GIVEN RECORDS:
================================
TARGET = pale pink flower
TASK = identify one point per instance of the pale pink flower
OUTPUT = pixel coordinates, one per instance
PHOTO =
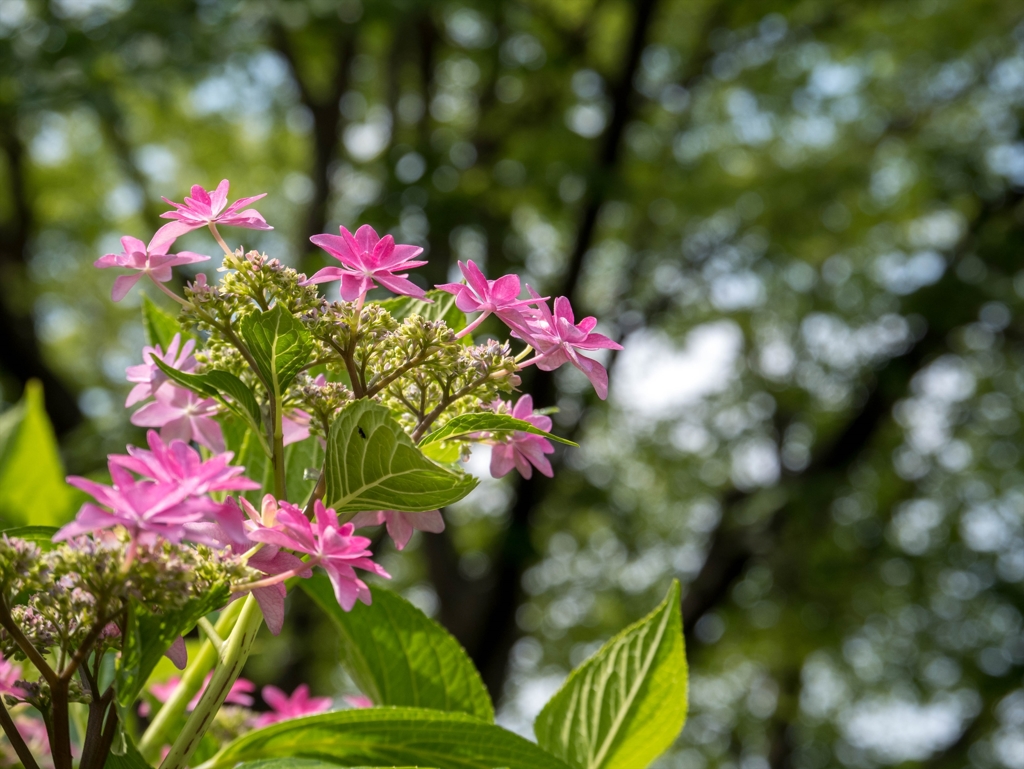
(145, 508)
(205, 208)
(557, 339)
(401, 525)
(332, 546)
(10, 673)
(523, 449)
(240, 693)
(269, 559)
(285, 708)
(368, 258)
(359, 701)
(150, 260)
(147, 375)
(181, 415)
(480, 295)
================================
WHAT THE TASK REQUIRES:
Copy the lines above verbatim, omitting the picture.

FULL RESPONSE:
TARGET = pale pink flower
TASK = identify one point per instance of the pale pink flower
OUTPUT = pixel coordinates, one per instance
PHOTO =
(145, 508)
(205, 208)
(557, 339)
(401, 525)
(332, 546)
(10, 673)
(523, 449)
(240, 693)
(269, 559)
(285, 708)
(368, 258)
(359, 701)
(150, 260)
(147, 375)
(181, 415)
(480, 295)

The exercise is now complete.